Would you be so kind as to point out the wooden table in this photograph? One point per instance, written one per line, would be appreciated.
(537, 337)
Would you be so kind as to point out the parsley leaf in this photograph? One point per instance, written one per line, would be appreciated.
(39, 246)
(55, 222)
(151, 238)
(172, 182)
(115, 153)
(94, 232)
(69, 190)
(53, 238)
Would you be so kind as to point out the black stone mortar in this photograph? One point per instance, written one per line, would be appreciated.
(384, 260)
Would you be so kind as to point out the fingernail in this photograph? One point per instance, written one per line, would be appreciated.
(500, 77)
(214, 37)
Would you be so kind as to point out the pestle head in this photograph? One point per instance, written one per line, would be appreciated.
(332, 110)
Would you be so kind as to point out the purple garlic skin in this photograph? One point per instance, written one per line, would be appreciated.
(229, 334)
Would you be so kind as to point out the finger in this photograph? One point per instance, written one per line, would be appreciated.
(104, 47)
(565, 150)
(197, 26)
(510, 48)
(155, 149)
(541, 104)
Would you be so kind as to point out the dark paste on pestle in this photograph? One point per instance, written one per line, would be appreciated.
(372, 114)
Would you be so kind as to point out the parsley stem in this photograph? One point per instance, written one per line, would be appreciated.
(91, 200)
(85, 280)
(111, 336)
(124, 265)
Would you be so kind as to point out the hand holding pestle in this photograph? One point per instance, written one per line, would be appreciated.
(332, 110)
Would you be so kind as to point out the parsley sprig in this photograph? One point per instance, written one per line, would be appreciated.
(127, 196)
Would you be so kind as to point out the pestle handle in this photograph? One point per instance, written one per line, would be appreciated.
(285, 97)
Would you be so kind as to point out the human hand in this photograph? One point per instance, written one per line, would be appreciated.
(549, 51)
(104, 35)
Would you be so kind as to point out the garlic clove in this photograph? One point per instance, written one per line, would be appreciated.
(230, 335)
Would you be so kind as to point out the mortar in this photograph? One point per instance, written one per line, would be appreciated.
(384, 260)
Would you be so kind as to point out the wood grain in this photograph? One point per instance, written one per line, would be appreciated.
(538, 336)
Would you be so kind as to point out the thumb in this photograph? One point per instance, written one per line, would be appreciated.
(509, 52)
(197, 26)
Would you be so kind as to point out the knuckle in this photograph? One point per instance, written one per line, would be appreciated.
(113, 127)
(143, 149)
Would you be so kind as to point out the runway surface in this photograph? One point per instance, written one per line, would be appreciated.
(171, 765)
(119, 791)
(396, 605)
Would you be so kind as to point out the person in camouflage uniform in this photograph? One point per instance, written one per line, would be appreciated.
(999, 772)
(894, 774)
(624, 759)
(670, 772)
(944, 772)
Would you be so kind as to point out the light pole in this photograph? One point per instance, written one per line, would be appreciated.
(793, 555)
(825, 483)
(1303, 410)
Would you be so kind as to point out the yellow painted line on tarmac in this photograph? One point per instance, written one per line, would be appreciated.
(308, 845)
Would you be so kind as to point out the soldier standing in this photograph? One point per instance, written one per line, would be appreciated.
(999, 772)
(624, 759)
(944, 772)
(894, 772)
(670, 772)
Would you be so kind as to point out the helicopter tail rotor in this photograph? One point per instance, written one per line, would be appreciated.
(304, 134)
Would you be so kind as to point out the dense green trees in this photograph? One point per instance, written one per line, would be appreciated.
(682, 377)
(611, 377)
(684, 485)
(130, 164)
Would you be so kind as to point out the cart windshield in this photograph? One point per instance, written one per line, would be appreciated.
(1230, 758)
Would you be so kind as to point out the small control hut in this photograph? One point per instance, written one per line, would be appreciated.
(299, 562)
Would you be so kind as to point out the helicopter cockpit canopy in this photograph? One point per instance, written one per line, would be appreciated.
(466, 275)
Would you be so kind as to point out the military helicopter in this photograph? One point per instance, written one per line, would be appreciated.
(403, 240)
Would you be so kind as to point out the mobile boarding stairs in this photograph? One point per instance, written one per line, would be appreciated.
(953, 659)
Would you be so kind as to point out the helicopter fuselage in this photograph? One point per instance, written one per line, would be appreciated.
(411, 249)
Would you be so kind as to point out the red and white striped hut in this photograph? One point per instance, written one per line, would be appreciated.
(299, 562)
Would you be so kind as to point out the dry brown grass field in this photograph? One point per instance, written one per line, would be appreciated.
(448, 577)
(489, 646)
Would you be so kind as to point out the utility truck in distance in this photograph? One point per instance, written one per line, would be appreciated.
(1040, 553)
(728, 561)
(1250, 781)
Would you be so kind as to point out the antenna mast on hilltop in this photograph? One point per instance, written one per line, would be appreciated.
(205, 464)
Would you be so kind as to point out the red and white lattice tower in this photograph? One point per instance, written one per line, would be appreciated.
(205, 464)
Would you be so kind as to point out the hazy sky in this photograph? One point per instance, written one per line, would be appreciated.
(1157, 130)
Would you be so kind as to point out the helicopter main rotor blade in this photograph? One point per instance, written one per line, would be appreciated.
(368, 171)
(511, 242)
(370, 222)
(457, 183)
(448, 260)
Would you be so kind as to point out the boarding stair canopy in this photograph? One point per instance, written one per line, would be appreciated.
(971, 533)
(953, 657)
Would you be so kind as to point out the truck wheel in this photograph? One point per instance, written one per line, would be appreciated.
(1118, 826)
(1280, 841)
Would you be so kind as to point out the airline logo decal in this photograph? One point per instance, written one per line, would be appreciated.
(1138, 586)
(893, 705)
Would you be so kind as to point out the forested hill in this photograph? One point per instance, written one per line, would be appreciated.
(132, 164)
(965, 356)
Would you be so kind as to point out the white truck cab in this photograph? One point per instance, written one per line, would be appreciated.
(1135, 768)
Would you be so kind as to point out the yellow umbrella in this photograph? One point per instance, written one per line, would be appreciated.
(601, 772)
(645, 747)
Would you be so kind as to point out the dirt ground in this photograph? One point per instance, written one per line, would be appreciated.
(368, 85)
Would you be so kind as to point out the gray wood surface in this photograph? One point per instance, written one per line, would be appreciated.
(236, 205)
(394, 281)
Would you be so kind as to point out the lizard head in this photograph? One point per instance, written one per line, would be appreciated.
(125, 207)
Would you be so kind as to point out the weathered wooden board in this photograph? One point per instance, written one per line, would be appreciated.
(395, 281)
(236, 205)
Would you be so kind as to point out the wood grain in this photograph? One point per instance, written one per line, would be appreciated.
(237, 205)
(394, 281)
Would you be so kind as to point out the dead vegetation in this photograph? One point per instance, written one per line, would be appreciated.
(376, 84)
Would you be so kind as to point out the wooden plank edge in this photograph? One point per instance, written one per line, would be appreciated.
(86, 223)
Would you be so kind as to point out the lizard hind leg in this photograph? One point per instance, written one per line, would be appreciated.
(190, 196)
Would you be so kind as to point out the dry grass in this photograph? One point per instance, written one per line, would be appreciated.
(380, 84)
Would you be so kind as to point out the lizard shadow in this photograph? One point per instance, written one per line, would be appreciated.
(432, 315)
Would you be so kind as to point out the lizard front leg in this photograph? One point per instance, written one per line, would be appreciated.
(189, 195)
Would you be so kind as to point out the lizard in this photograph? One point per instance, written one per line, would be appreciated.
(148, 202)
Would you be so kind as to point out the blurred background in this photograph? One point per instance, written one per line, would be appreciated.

****

• **Task prompt**
Output every line of the items above as a Markdown table with the columns Row and Line, numbering the rows in order and leaving out blank lines.

• **Answer for the task**
| Row | Line |
|---|---|
| 1 | Would you be so kind as to point out the wooden table in this photograph? One point per instance, written one per line, would be appreciated. |
| 2 | (537, 337) |
| 3 | Would you be so kind as to point out the parsley leaf in this photograph? One point per instance, written one per line, would be appreciated. |
| 4 | (39, 246) |
| 5 | (55, 222) |
| 6 | (151, 238) |
| 7 | (172, 182) |
| 8 | (115, 153) |
| 9 | (94, 232) |
| 10 | (69, 190) |
| 11 | (53, 238) |
| 12 | Would you be so kind as to point out the black stone mortar in this photograph? One point per instance, written one per line, would be appreciated. |
| 13 | (384, 260) |
| 14 | Would you be so kind as to point out the fingernail in this photograph? One point per instance, written one per line, would be appreciated. |
| 15 | (500, 77) |
| 16 | (214, 37) |
| 17 | Would you be so kind as to point out the pestle head in this photograph? One point per instance, written one per line, would be appreciated. |
| 18 | (332, 110) |
| 19 | Would you be so kind as to point out the purple garlic skin in this photograph? One point per instance, written one per line, would be appreciated. |
| 20 | (229, 334) |
| 21 | Would you be so kind as to point out the finger in this photograph? One point per instance, written one per line, would be appreciated. |
| 22 | (104, 47) |
| 23 | (565, 150) |
| 24 | (197, 26) |
| 25 | (510, 48) |
| 26 | (155, 149) |
| 27 | (541, 104) |
| 28 | Would you be so kind as to point out the dark paste on pestle in this photograph? One point per instance, written one per line, would be appreciated. |
| 29 | (372, 114) |
| 30 | Would you be so kind as to point out the parsley stem in this photograph? One point per instance, written one per line, would be appreciated. |
| 31 | (91, 200) |
| 32 | (85, 280) |
| 33 | (111, 336) |
| 34 | (124, 265) |
| 35 | Would you be so kind as to point out the hand holding pestle in this photograph? One point per instance, written one per line, would be appreciated. |
| 36 | (332, 110) |
| 37 | Would you be so kind as to point out the parsley sprig in this photograph? One point per instance, written one per line, would be appreciated. |
| 38 | (127, 196) |
| 39 | Would you be so kind as to point out the pestle handle in this photograph? One point per instance, written one per line, would be appreciated. |
| 40 | (285, 97) |
| 41 | Would you be so kind as to point out the human hand in this photograph? One point per instance, written one per line, would be appreciated. |
| 42 | (549, 51) |
| 43 | (104, 35) |
| 44 | Would you be so kind as to point out the garlic clove in this photograph? One point per instance, written one per line, would be appreciated. |
| 45 | (230, 335) |
| 46 | Would you be so kind as to point out the mortar in this photograph? One point per instance, written one per line, would be appreciated. |
| 47 | (384, 260) |
| 48 | Would you be so kind as to point out the wood grain in this photograph? One point per instance, written one per line, would be appreciated. |
| 49 | (538, 336) |
| 50 | Would you be so kind as to point out the thumb in this photograph? One point per instance, written one per line, would be appreciated. |
| 51 | (509, 52) |
| 52 | (197, 26) |
| 53 | Would you be so kind as to point out the knuckle in this photograph? One point per instance, written one per line, would be appreciated. |
| 54 | (113, 127) |
| 55 | (143, 149) |
| 56 | Would you be so kind as to point out the runway surface in this photograph? One point per instance, written one per line, would be appreciated. |
| 57 | (171, 765) |
| 58 | (119, 791) |
| 59 | (396, 605) |
| 60 | Would you be so kind as to point out the person in camouflage uniform in this photograph? One point per instance, written one per line, would be appreciated. |
| 61 | (999, 772) |
| 62 | (894, 774) |
| 63 | (624, 759) |
| 64 | (670, 772) |
| 65 | (944, 772) |
| 66 | Would you be so kind as to point out the light pole in this photograph? One point per instance, written one per line, would be appreciated. |
| 67 | (793, 555) |
| 68 | (825, 483) |
| 69 | (1303, 410) |
| 70 | Would you be so kind as to point out the yellow painted line on tarmac in this photograph? One point per instance, written one per line, would be appreciated. |
| 71 | (308, 845) |
| 72 | Would you be so kind as to point out the soldier standing in this photograph? One point per instance, written one per line, would be appreciated. |
| 73 | (999, 772) |
| 74 | (624, 759) |
| 75 | (944, 772) |
| 76 | (894, 772) |
| 77 | (670, 772) |
| 78 | Would you be so kind as to point out the helicopter tail rotor in this photograph? One point per instance, written one per line, would be appreciated. |
| 79 | (304, 134) |
| 80 | Would you be so kind as to point out the dense green trees in this photograph? One point per instance, written one per line, would be appreciated. |
| 81 | (682, 377) |
| 82 | (611, 377) |
| 83 | (684, 485) |
| 84 | (130, 164) |
| 85 | Would you be so kind as to point out the cart windshield in this photograph? One point per instance, written one per line, would be appreciated. |
| 86 | (1230, 758) |
| 87 | Would you be so kind as to point out the small control hut in this photograph? One point per instance, written one per line, would be appreciated. |
| 88 | (299, 562) |
| 89 | Would you be so kind as to point out the helicopter cockpit canopy in this photograph? One point per instance, written one per line, would be appreciated. |
| 90 | (466, 275) |
| 91 | Would you be so kind as to point out the military helicopter in this photograph? One point per instance, written one per line, would be appreciated. |
| 92 | (403, 240) |
| 93 | Would you be so kind as to point out the mobile boarding stairs in this photograph? One point per instance, written one per line, would be appreciated. |
| 94 | (953, 659) |
| 95 | Would you be so kind as to point out the helicopter fuselage in this photograph? One point per instance, written one per line, would be appreciated. |
| 96 | (411, 249) |
| 97 | Would you be so kind as to point out the red and white striped hut in this photograph? One point per instance, written one per line, would be appreciated. |
| 98 | (299, 562) |
| 99 | Would you be so kind as to point out the dry brown grass field in this photograph? One point per instance, written one per line, would be appreciated. |
| 100 | (448, 577) |
| 101 | (489, 646) |
| 102 | Would you be so kind as to point out the utility truck in distance in this photograph? One point per instance, written one per line, would be appreciated. |
| 103 | (1040, 553) |
| 104 | (728, 561) |
| 105 | (1250, 781) |
| 106 | Would you be so kind as to point out the antenna mast on hilltop in this photograph? One point per instance, written one per line, would be appreciated. |
| 107 | (205, 464) |
| 108 | Would you be so kind as to point out the red and white lattice tower in this photograph? One point per instance, written one per line, would be appreciated. |
| 109 | (205, 464) |
| 110 | Would you be so kind as to point out the hazy sky in this photograph? One point per instance, written one per line, would be appreciated. |
| 111 | (1157, 130) |
| 112 | Would you be so kind as to point out the helicopter main rotor blade in this photograph? One point per instance, written one per line, would be appreciated. |
| 113 | (368, 171) |
| 114 | (511, 242) |
| 115 | (370, 222) |
| 116 | (457, 183) |
| 117 | (448, 260) |
| 118 | Would you be so kind as to point out the boarding stair canopy in this photograph? One point per instance, written one per line, would be appreciated. |
| 119 | (971, 533) |
| 120 | (953, 657) |
| 121 | Would you be so kind as to point out the truck wheel in this photograph? One point per instance, written one per line, would be appreciated. |
| 122 | (1118, 826) |
| 123 | (1280, 841) |
| 124 | Would you be so kind as to point out the airline logo decal in this photograph? One point per instance, written one per line, would be appreciated. |
| 125 | (1138, 586) |
| 126 | (893, 705) |
| 127 | Would you be so kind as to point out the forested hill in this photograph? One point per instance, written one per line, would be appreciated. |
| 128 | (132, 164) |
| 129 | (965, 356) |
| 130 | Would you be so kind as to point out the white truck cab in this photograph? One point per instance, written one per line, would be appreciated. |
| 131 | (1135, 768) |
| 132 | Would you be so kind as to point out the yellow umbrella in this photograph? One point per instance, written one per line, would be appreciated. |
| 133 | (601, 772) |
| 134 | (645, 747) |
| 135 | Would you be so kind as to point out the dirt ground in this photograph? One point per instance, written one per line, would be appreciated. |
| 136 | (368, 85) |
| 137 | Would you be so kind as to point out the gray wood surface in this photograph? One point per instance, written one per line, would be appreciated. |
| 138 | (236, 205) |
| 139 | (394, 281) |
| 140 | Would you be so kind as to point out the lizard head in this photograph? One point per instance, written one per line, would be appreciated. |
| 141 | (125, 207) |
| 142 | Would you be so kind as to point out the weathered wooden board in this photograph? One point per instance, written one per line, would be appreciated. |
| 143 | (395, 281) |
| 144 | (236, 205) |
| 145 | Would you be so kind as to point out the wood grain in this photograph? One point per instance, written one per line, would be appreciated. |
| 146 | (237, 205) |
| 147 | (394, 281) |
| 148 | Would you be so kind as to point out the dead vegetation in this photograph? One point per instance, written one per line, would be appreciated. |
| 149 | (376, 84) |
| 150 | Would you be so kind as to point out the wooden plank edge in this photograph? One point per instance, written one per line, would be appreciated. |
| 151 | (86, 223) |
| 152 | Would you be so kind as to point out the lizard hind leg in this photograph? One point per instance, written one per line, would be appreciated. |
| 153 | (190, 196) |
| 154 | Would you be so kind as to point out the dry grass in this photograph? One point per instance, written one per line, would be appreciated. |
| 155 | (380, 84) |
| 156 | Would you be so kind as to point out the lizard shadow in this photograph? One point per instance, written one per line, would be appreciated. |
| 157 | (432, 315) |
| 158 | Would you be so kind as to point out the lizard front leg in this photograph? One point per instance, written one per line, would be appreciated. |
| 159 | (189, 195) |
| 160 | Would you be so kind as to point out the lizard in this photograph? One point per instance, written one per line, would be appreciated. |
| 161 | (148, 202) |
| 162 | Would you be so kind as to point out the blurred background in this photograph? One point per instance, written one per line, would be appreciated. |